> Work request
Copy every record exactly, and keep the pictures out.

(Data items)

= = = = =

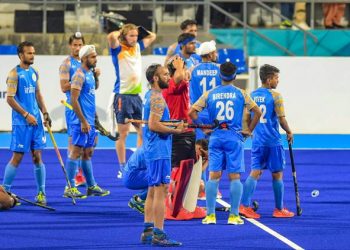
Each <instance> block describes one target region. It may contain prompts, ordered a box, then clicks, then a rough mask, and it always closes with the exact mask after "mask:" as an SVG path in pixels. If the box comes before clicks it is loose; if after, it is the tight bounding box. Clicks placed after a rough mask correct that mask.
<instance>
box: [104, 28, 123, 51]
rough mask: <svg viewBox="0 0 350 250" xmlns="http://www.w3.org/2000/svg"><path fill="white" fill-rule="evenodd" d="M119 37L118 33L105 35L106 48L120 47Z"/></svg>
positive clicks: (114, 48) (109, 33)
mask: <svg viewBox="0 0 350 250" xmlns="http://www.w3.org/2000/svg"><path fill="white" fill-rule="evenodd" d="M119 37H120V32H119V31H112V32H111V33H109V34H108V35H107V41H108V46H109V47H110V48H111V49H116V48H118V47H119V46H120V42H119Z"/></svg>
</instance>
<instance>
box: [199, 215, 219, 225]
mask: <svg viewBox="0 0 350 250" xmlns="http://www.w3.org/2000/svg"><path fill="white" fill-rule="evenodd" d="M202 224H216V216H215V214H209V215H207V216H206V217H205V218H204V219H203V220H202Z"/></svg>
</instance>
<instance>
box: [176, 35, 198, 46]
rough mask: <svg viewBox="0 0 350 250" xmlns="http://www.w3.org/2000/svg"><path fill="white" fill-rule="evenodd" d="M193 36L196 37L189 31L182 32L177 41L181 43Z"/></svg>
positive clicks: (179, 35) (195, 37)
mask: <svg viewBox="0 0 350 250" xmlns="http://www.w3.org/2000/svg"><path fill="white" fill-rule="evenodd" d="M195 38H196V37H195V36H194V35H193V34H191V33H182V34H181V35H179V37H178V38H177V43H179V44H181V43H182V42H183V41H185V40H187V39H195Z"/></svg>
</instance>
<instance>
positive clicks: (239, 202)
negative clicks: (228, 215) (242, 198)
mask: <svg viewBox="0 0 350 250" xmlns="http://www.w3.org/2000/svg"><path fill="white" fill-rule="evenodd" d="M242 192H243V185H242V183H241V180H239V179H237V180H232V181H231V182H230V203H231V210H230V214H234V215H238V207H239V203H240V201H241V198H242Z"/></svg>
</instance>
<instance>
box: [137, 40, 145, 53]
mask: <svg viewBox="0 0 350 250" xmlns="http://www.w3.org/2000/svg"><path fill="white" fill-rule="evenodd" d="M138 43H139V45H140V50H141V51H144V50H145V44H144V43H143V40H140V41H138Z"/></svg>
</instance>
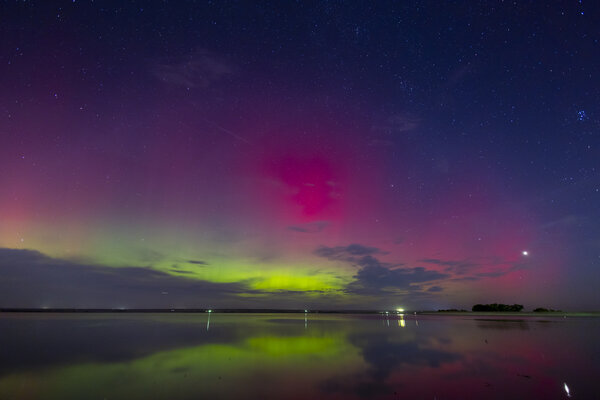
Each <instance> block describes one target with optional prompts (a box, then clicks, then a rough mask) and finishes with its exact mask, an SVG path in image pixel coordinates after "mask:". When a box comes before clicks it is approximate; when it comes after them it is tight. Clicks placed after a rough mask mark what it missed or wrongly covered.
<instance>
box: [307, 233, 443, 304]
mask: <svg viewBox="0 0 600 400" xmlns="http://www.w3.org/2000/svg"><path fill="white" fill-rule="evenodd" d="M315 254H316V255H318V256H320V257H324V258H327V259H330V260H341V261H346V262H349V263H351V264H353V265H355V266H357V267H359V269H358V271H357V273H356V275H354V281H352V282H351V283H350V284H349V285H348V286H347V287H346V291H347V292H349V293H355V294H365V295H372V294H381V293H383V292H393V291H394V290H398V289H401V290H414V291H421V288H420V286H419V285H418V284H419V283H425V282H431V281H435V280H438V279H444V278H447V277H449V275H448V274H445V273H441V272H438V271H432V270H427V269H425V268H423V267H416V268H406V267H402V268H399V267H401V266H402V264H390V263H386V262H382V261H380V260H379V259H378V258H377V257H375V256H376V255H384V254H387V252H385V251H382V250H380V249H378V248H376V247H369V246H363V245H361V244H351V245H348V246H337V247H326V246H321V247H319V248H318V249H317V250H315Z"/></svg>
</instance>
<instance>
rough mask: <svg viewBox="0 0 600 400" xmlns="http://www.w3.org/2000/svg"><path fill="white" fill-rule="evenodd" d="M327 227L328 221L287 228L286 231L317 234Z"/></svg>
mask: <svg viewBox="0 0 600 400" xmlns="http://www.w3.org/2000/svg"><path fill="white" fill-rule="evenodd" d="M327 225H329V221H315V222H309V223H307V224H302V225H292V226H288V229H289V230H291V231H295V232H302V233H319V232H321V231H322V230H323V229H325V228H326V227H327Z"/></svg>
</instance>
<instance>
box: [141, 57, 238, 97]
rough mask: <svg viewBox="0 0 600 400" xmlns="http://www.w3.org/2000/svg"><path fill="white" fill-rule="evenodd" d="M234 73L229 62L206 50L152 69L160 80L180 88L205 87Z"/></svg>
mask: <svg viewBox="0 0 600 400" xmlns="http://www.w3.org/2000/svg"><path fill="white" fill-rule="evenodd" d="M234 73H235V68H234V67H233V66H232V65H231V64H230V63H228V62H227V61H225V60H223V59H222V58H220V57H218V56H216V55H214V54H211V53H209V52H207V51H206V50H197V51H196V52H194V53H192V54H190V55H188V56H187V57H186V59H184V60H182V61H179V62H176V63H170V64H157V65H155V66H154V68H153V69H152V74H153V75H154V76H155V77H156V78H157V79H159V80H160V81H161V82H164V83H166V84H168V85H171V86H175V87H182V88H206V87H208V86H210V85H211V84H212V83H213V82H216V81H218V80H220V79H223V78H224V77H227V76H229V75H232V74H234Z"/></svg>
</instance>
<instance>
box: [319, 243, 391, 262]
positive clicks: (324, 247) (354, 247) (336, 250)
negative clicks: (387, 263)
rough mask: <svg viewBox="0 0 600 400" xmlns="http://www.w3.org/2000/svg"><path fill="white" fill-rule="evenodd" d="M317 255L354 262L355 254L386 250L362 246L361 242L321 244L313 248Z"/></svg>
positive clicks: (376, 253)
mask: <svg viewBox="0 0 600 400" xmlns="http://www.w3.org/2000/svg"><path fill="white" fill-rule="evenodd" d="M315 254H316V255H318V256H319V257H325V258H328V259H330V260H342V261H348V262H355V261H356V259H357V256H370V255H374V254H387V252H385V251H382V250H380V249H378V248H377V247H369V246H363V245H362V244H350V245H348V246H336V247H327V246H321V247H319V248H318V249H316V250H315Z"/></svg>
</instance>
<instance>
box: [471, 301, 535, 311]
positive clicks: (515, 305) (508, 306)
mask: <svg viewBox="0 0 600 400" xmlns="http://www.w3.org/2000/svg"><path fill="white" fill-rule="evenodd" d="M522 309H523V305H522V304H513V305H509V304H498V303H493V304H475V305H474V306H473V311H500V312H519V311H521V310H522Z"/></svg>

= = = = =

> Expected output
Each <instance> block describes one target region. It may contain prompts, ordered a box, then clicks, then a rough mask, and it always closes with the exact mask after "mask:" as an SVG path in pixels. If the box comes before clicks it is loose; if after, it is the tight bounding box. Clicks placed after a rough mask correct that mask.
<instance>
box: [104, 28, 123, 51]
rough mask: <svg viewBox="0 0 350 250" xmlns="http://www.w3.org/2000/svg"><path fill="white" fill-rule="evenodd" d="M119 37L118 33L105 35L106 48L120 47Z"/></svg>
positive clicks: (114, 48) (109, 33)
mask: <svg viewBox="0 0 350 250" xmlns="http://www.w3.org/2000/svg"><path fill="white" fill-rule="evenodd" d="M119 37H120V32H119V31H112V32H111V33H109V34H108V35H107V41H108V46H109V47H110V48H111V49H116V48H118V47H119V46H120V42H119Z"/></svg>
</instance>
<instance>
box: [199, 215, 219, 225]
mask: <svg viewBox="0 0 350 250" xmlns="http://www.w3.org/2000/svg"><path fill="white" fill-rule="evenodd" d="M202 224H216V216H215V214H209V215H207V216H206V217H205V218H204V219H203V220H202Z"/></svg>
</instance>
<instance>
box: [176, 35, 198, 46]
rough mask: <svg viewBox="0 0 350 250" xmlns="http://www.w3.org/2000/svg"><path fill="white" fill-rule="evenodd" d="M193 36L196 37L189 31L182 32L177 41L181 43Z"/></svg>
positive clicks: (179, 35) (195, 37)
mask: <svg viewBox="0 0 350 250" xmlns="http://www.w3.org/2000/svg"><path fill="white" fill-rule="evenodd" d="M195 38H196V37H195V36H194V35H193V34H191V33H182V34H181V35H179V37H178V38H177V43H179V44H181V43H182V42H183V41H185V40H187V39H195Z"/></svg>
</instance>
<instance>
positive clicks: (239, 202)
negative clicks: (228, 215) (242, 198)
mask: <svg viewBox="0 0 350 250" xmlns="http://www.w3.org/2000/svg"><path fill="white" fill-rule="evenodd" d="M242 192H243V185H242V183H241V180H239V179H237V180H232V181H231V182H230V203H231V210H230V214H234V215H238V207H239V203H240V201H241V198H242Z"/></svg>
</instance>
<instance>
box: [137, 40, 145, 53]
mask: <svg viewBox="0 0 350 250" xmlns="http://www.w3.org/2000/svg"><path fill="white" fill-rule="evenodd" d="M138 43H139V45H140V50H141V51H144V50H145V44H144V43H143V40H140V41H138Z"/></svg>
</instance>
Each <instance> block describes one target with optional prompts (a box, then clicks, then a rough mask) and finishes with its exact mask, an SVG path in image pixel coordinates after "mask:". When a box comes before clicks it is approximate; when it comes after them it is tight. Clicks placed after a rough mask mark what it missed or wrongly covered.
<instance>
box: [307, 233, 443, 304]
mask: <svg viewBox="0 0 600 400" xmlns="http://www.w3.org/2000/svg"><path fill="white" fill-rule="evenodd" d="M315 254H316V255H318V256H320V257H324V258H327V259H330V260H341V261H346V262H349V263H351V264H353V265H355V266H357V267H359V269H358V271H357V273H356V275H354V281H352V282H351V283H350V284H349V285H348V286H347V287H346V291H347V292H349V293H355V294H365V295H372V294H381V293H383V292H393V291H394V290H398V289H401V290H414V291H421V288H420V286H419V285H418V284H419V283H425V282H431V281H435V280H438V279H444V278H447V277H449V275H448V274H445V273H441V272H438V271H432V270H427V269H425V268H423V267H416V268H406V267H402V268H399V267H401V266H402V264H390V263H386V262H382V261H380V260H379V259H378V258H377V257H375V256H376V255H384V254H387V252H385V251H382V250H380V249H378V248H376V247H369V246H363V245H361V244H351V245H348V246H337V247H326V246H321V247H319V248H318V249H317V250H315Z"/></svg>
</instance>
<instance>
rough mask: <svg viewBox="0 0 600 400" xmlns="http://www.w3.org/2000/svg"><path fill="white" fill-rule="evenodd" d="M327 227L328 221L287 228L286 231L317 234Z"/></svg>
mask: <svg viewBox="0 0 600 400" xmlns="http://www.w3.org/2000/svg"><path fill="white" fill-rule="evenodd" d="M327 225H329V221H315V222H309V223H307V224H302V225H292V226H288V229H289V230H291V231H295V232H302V233H319V232H321V231H322V230H323V229H325V228H326V227H327Z"/></svg>
</instance>
<instance>
box: [141, 57, 238, 97]
rough mask: <svg viewBox="0 0 600 400" xmlns="http://www.w3.org/2000/svg"><path fill="white" fill-rule="evenodd" d="M234 73L229 62L206 50L152 69L160 80L180 88L205 87Z"/></svg>
mask: <svg viewBox="0 0 600 400" xmlns="http://www.w3.org/2000/svg"><path fill="white" fill-rule="evenodd" d="M234 73H235V68H234V67H233V66H232V65H231V64H230V63H228V62H227V61H225V60H223V59H222V58H220V57H218V56H216V55H214V54H211V53H209V52H207V51H206V50H197V51H196V52H194V53H192V54H190V55H188V56H187V57H186V59H184V60H182V61H179V62H176V63H170V64H157V65H155V66H154V68H153V69H152V74H153V75H154V76H155V77H156V78H157V79H159V80H160V81H161V82H164V83H166V84H168V85H171V86H175V87H182V88H206V87H208V86H210V85H211V84H212V83H213V82H216V81H218V80H220V79H223V78H224V77H227V76H229V75H232V74H234Z"/></svg>
</instance>
<instance>
box: [319, 243, 391, 262]
positive clicks: (324, 247) (354, 247) (336, 250)
negative clicks: (387, 263)
rough mask: <svg viewBox="0 0 600 400" xmlns="http://www.w3.org/2000/svg"><path fill="white" fill-rule="evenodd" d="M317 255L354 262L355 254L386 250L362 246L361 242L321 244L313 248Z"/></svg>
positive clicks: (376, 253)
mask: <svg viewBox="0 0 600 400" xmlns="http://www.w3.org/2000/svg"><path fill="white" fill-rule="evenodd" d="M315 254H316V255H318V256H319V257H325V258H328V259H330V260H342V261H348V262H355V261H356V259H357V256H370V255H374V254H387V252H385V251H382V250H380V249H378V248H377V247H369V246H363V245H362V244H350V245H348V246H336V247H327V246H321V247H319V248H318V249H316V250H315Z"/></svg>
</instance>
<instance>
box: [471, 301, 535, 311]
positive clicks: (515, 305) (508, 306)
mask: <svg viewBox="0 0 600 400" xmlns="http://www.w3.org/2000/svg"><path fill="white" fill-rule="evenodd" d="M522 309H523V305H522V304H513V305H509V304H498V303H493V304H475V305H474V306H473V311H500V312H519V311H521V310H522Z"/></svg>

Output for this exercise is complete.